Stated problem 1: Pick out every line in the records that contains the word "white".

NB IoT - THE COMPLETE GUIDE
By Steve Dunn June 2019
Narrowband IoT or NB-IoT is a wireless communication technology, classified as a 5G standard technology, and exists on telecommunication companies mobile networks. NB-IoT is designed specifically for the Internet of Things (IoT).
So what is The Internet of Things?
This is the concept of basically connecting any device to the Internet (and/or to each other). In short, the IoT is a giant network of connected "things" (which also includes people). The relationship is between people-people, people-things, and things-things.
IoT devices (things) includes everything from mobile phones, coffee makers, washing machines, headphones, lights, electricity meters, locks, wearable devices and almost anything else you can think of. This also applies to components of machines, for example a jet engine of an airplane or the drill of an oil rig. If the device has an on and off switch then chances are it can be a part of the IoT, or if the device doesn’t have an on/off switch, then it can be added and converted to an IoT device.
IoT and the future
According to GSMA, mobile IoT networks are rolling out across the globe in record time with NB IoT now available in 120 countries on 57 telecommunication companies mobile networks. Leading Market Research firm Statista says ‘by 2023, global NB-IoT device shipments are expected to reach approximately 613 million units’.
The new rule for the future is going to be, "Anything that can be connected, will be connected." But why on earth would you want so many connected devices talking to each other? There are many examples for what this might look like or what the potential value might be. Say for example you are on your way to a meeting; your car could have access to your calendar and already know the best route to take. If the traffic is heavy your car might send a text to the other party notifying them that you will be late. What if your alarm clock wakes up you at 6 a.m. and then notifies your coffee maker to start brewing coffee for you? What if your office equipment knew when it was running low on supplies and automatically re-ordered more? What if the wearable device you used in the workplace could tell you when and where you were most active and productive and shared that information with other devices that you used while working?
On a broader scale, the IoT can be applied to things like transportation networks: "smart cities" which can help us reduce waste and improve efficiency for things such as energy use; this helping us understand and improve how we work and live.
The reality is that the IoT allows for virtually endless opportunities and connections to take place, many of which we can't even think of or fully understand the impact of today. It's not hard to see how and why the IoT is such a hot topic today; it certainly opens the door to a lot of opportunities.
NB IoT and its part in the IoT
NB-IoT can be defined as a radio technology for Machine 2 Machine (M2M) communications and Internet of Things (IoT) devices and applications. Think of it as a bit like 0G to 1G with mobile phones and mobile networks (we are now using 4G and 5G for our mobile communications). But the big difference between 0G and 1G technologies, which were built a long time ago mostly for voice communications, is that NB IoT is specifically built for devices to offer wireless transmissions over a more extended range at relatively low costs and using little power for long battery lives. IoT applications that require more frequent communications are better served by NB-IoT, which has no duty cycle limitations. In NB-IoT applications, typically small data volume amounts need to be infrequently transmitted.

Records to process:
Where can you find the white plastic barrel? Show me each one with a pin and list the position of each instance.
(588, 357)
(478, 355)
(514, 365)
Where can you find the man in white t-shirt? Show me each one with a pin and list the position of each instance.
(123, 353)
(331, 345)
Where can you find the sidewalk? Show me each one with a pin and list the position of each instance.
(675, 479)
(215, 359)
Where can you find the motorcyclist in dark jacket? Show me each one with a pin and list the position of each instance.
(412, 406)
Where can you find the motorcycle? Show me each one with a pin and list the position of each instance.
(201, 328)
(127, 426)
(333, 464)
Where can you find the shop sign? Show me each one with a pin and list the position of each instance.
---
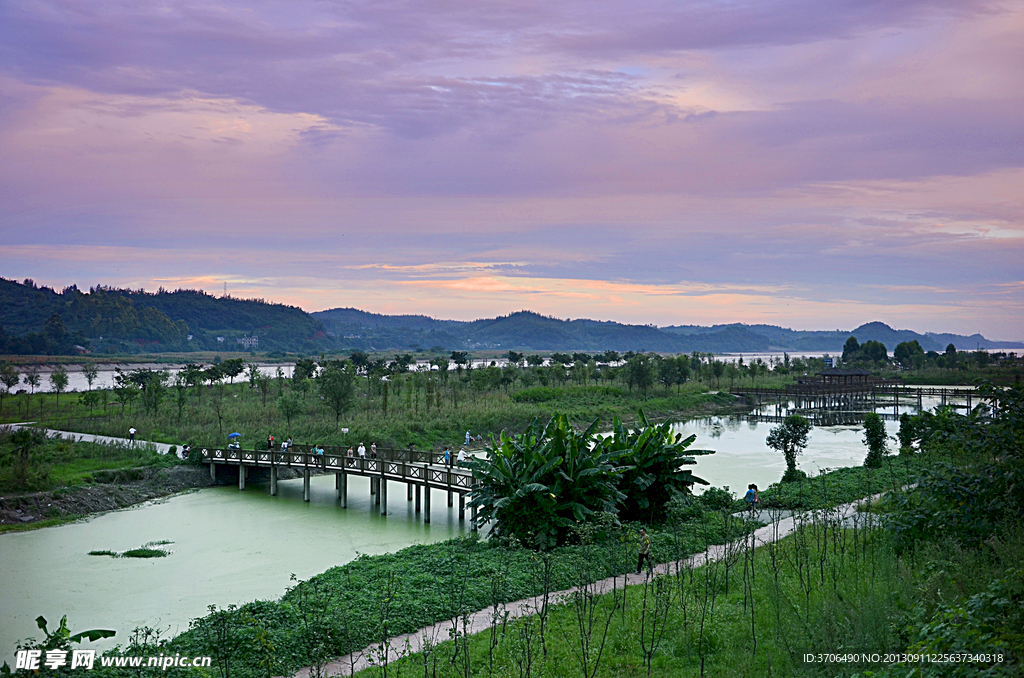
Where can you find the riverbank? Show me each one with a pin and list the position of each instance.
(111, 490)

Stated problem 2:
Answer these questions using the NB-IoT guide above:
(a) According to GSMA, in how many countries is NB IoT now available?
(b) What figure does Statista give for global NB-IoT device shipments by 2023?
(c) What kind of limitations does NB-IoT have none of?

Task answer 1:
Where can you find the white plastic barrel? Show me each one with a pin and list the position of each instance.
Where can you find the man in white t-shirt? Show me each one with a pin and list the position of each instance.

Task answer 2:
(a) 120 countries
(b) Approximately 613 million units
(c) Duty cycle limitations